▶ _Goal of the exercise_: Return the entries below word for word; no images should appear in the copy.

(Beginning of Extracted information)

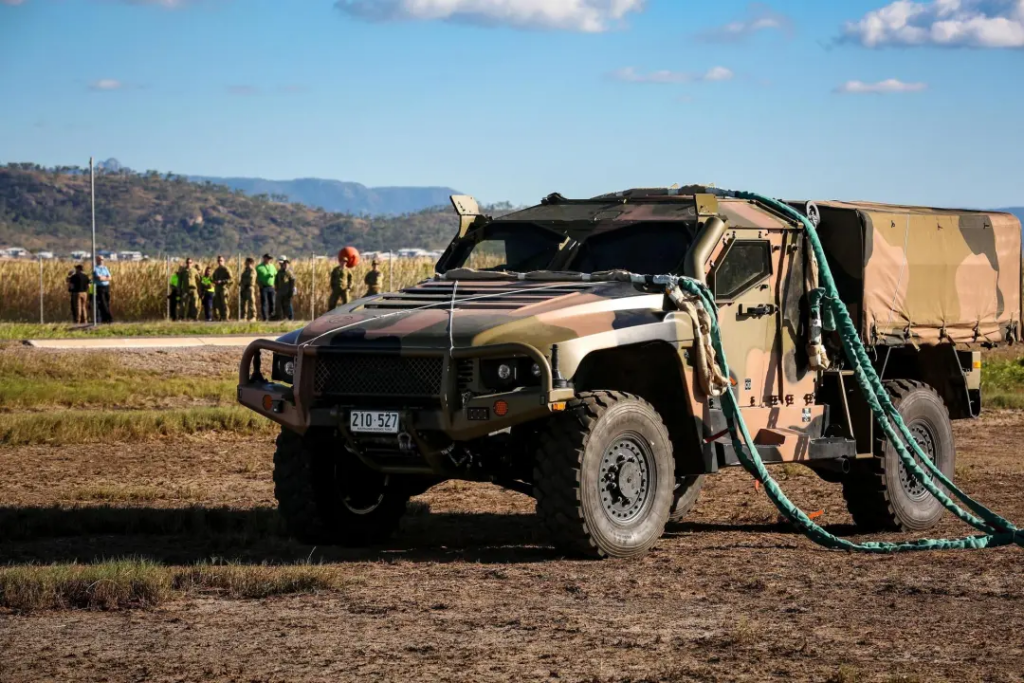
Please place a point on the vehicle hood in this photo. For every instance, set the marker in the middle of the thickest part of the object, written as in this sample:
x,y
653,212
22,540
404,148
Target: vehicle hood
x,y
445,314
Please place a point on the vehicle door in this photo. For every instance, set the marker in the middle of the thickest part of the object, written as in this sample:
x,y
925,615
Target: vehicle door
x,y
742,280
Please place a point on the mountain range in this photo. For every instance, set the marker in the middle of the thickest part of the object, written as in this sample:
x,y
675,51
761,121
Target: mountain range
x,y
49,208
341,197
1017,211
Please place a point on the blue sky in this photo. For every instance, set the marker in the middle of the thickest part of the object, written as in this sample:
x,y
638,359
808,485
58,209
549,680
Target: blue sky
x,y
511,99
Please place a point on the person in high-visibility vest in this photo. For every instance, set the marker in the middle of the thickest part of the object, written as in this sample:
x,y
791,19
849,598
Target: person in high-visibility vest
x,y
247,289
172,296
208,290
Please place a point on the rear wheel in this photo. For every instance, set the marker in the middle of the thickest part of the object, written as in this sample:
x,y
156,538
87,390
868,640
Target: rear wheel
x,y
604,476
326,495
880,493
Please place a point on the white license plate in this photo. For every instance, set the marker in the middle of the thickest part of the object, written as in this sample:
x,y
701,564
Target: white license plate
x,y
377,422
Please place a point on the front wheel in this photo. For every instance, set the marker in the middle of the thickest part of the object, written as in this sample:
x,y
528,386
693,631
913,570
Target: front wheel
x,y
604,476
327,495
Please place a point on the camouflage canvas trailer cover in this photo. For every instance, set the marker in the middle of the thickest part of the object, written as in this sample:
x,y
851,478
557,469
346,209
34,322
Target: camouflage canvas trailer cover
x,y
924,276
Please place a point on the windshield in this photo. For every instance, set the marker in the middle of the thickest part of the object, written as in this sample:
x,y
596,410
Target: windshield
x,y
651,249
514,248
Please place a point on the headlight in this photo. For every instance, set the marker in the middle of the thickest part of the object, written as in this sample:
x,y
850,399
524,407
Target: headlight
x,y
507,374
284,369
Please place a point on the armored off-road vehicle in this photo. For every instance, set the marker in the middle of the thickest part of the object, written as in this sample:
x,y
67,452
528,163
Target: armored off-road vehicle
x,y
528,361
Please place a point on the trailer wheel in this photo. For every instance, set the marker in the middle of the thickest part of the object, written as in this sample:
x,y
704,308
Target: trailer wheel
x,y
880,493
685,496
604,476
328,496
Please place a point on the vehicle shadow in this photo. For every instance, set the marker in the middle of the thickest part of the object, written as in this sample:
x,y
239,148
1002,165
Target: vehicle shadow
x,y
680,528
185,536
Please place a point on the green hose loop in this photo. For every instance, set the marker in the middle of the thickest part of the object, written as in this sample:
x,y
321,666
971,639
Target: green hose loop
x,y
995,530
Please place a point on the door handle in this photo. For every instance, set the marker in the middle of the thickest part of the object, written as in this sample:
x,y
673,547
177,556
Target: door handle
x,y
757,311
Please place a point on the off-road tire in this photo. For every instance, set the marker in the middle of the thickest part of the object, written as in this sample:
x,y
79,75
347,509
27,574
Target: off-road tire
x,y
310,475
573,447
685,496
873,492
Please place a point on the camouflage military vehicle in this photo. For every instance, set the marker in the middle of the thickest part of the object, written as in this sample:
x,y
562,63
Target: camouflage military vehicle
x,y
529,363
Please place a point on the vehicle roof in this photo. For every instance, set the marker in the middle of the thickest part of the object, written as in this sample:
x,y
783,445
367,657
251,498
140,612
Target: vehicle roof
x,y
642,205
881,207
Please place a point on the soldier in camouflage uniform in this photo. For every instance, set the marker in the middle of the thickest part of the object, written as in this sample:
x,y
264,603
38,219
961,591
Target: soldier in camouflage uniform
x,y
247,282
189,282
341,284
373,279
284,284
221,279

(End of Extracted information)

▶ _Reply to the exercise_:
Please place a point on the vehicle hood in this photo. For every instance, set the marker in the middle of the thickest part of the object, written as in this sample:
x,y
653,212
22,540
404,148
Target: vehicle hood
x,y
445,314
Please place a point on the vehicle door in this photo. For every instance, set the marker in the middle of the thickest part of the object, written as in this sample:
x,y
925,615
Target: vehicle door
x,y
742,280
Please place a point on the mountain range in this photo. For every instance, set the marker in the middle of the thickest part of the object, written as in this sample:
x,y
675,51
761,121
Target: mountain range
x,y
49,208
341,197
1017,211
Please place a point on the blue sky in this photo. For every instance, set the marker in the middle of the thickest part of the object, written as in this sample:
x,y
638,359
808,485
58,209
549,680
Target: blue sky
x,y
511,99
Please place a point on the person in high-visibility vest in this photo. For every instance, set the marker in the middle of the thickest part of the object, written as in this sample:
x,y
791,19
849,598
Target: person in high-visibility vest
x,y
247,289
172,296
208,290
Please place a point on the rear wheel in this photo. For every instance, set the marker in the middle of the thickest part of the object, written as in this sample:
x,y
156,538
87,390
868,640
Target: rear wheel
x,y
604,476
326,495
880,493
Please place a point on the white license plate in this photo. For every instance, set the marker in the middle of the thickest part of the object, written as in this sample:
x,y
701,564
Target: white license plate
x,y
377,422
Please place a point on the front wheel in this photo. For every instance, set the marker in the middle of the thickest part of the object, written as in this sample:
x,y
528,386
693,631
913,570
Target: front wheel
x,y
604,476
327,495
Please place a point on the camouflage canvas trailer cover in this photo. For every instance, set the marker in the middle of the thickest part of the object, written as in this sample:
x,y
851,478
557,469
346,209
34,322
Target: camouflage canvas trailer cover
x,y
924,276
Please place a point on the windshield in this photo. For every instance, set the marker in the middle of the thickest part of the object, written as in this sample:
x,y
596,410
Target: windshield
x,y
651,249
514,248
Please place a point on the headlight in this photo. For every instance, set the marker in the middle of the thickest part of the object, written as in this sample:
x,y
850,399
524,407
Target: headlight
x,y
507,374
284,369
Please place a point on the armored off-road vehicle in this photo. For every instance, set the marker in the middle of the thickest part of the object, written as in this sample:
x,y
67,452
528,163
Target: armored off-road vehicle
x,y
528,361
Please place a point on the trailer wheel in this photo. For every instance, set the marker in the middle of the thickest part of the object, written as in this sample:
x,y
704,308
Target: trailer wheel
x,y
880,493
685,496
604,476
328,496
Please place a point on the vehicle shadow in this photo. For every instance, set the marker in the middle of the thickest part of the object, written as in this sample:
x,y
239,148
1002,165
Target: vehicle shadow
x,y
680,528
185,536
Please place a point on the green hose loop in this photo. For every instance, set the marker in the middle of the thickest part of the object, written as in this sample:
x,y
321,666
971,639
Target: green hose loop
x,y
995,530
Please place a point on the door handle in this photo. For every instance, set the marker in the middle of the thickest part of the object, written as in this sample:
x,y
673,547
177,556
Target: door handle
x,y
757,311
Please place a point on the off-road tire in this photo. For every instance, set the marker in the middle of the thickest part of the object, written as in this sample:
x,y
79,75
347,509
27,574
Target: off-road tire
x,y
310,475
573,447
685,496
873,492
Please place a point on the camouflage military vehicle in this photo. For every instance, set the marker in the middle of the thickest part of the object, written as in this sample:
x,y
562,63
Target: camouflage military vehicle
x,y
529,363
Please place a point on the vehicle roof in this photo. For every instance, set the marker in the middle of the thickest part of the object, written as in this sample:
x,y
783,445
367,657
251,498
140,612
Target: vehicle roof
x,y
642,205
881,207
Please place a point on the soldier in camouflage uniform in this photo. For every instance, set the marker in the middle of the thickest part of the object, written as in this sample:
x,y
264,603
38,219
961,591
Target: soldier in camouflage uniform
x,y
247,282
189,282
341,284
373,279
284,284
221,279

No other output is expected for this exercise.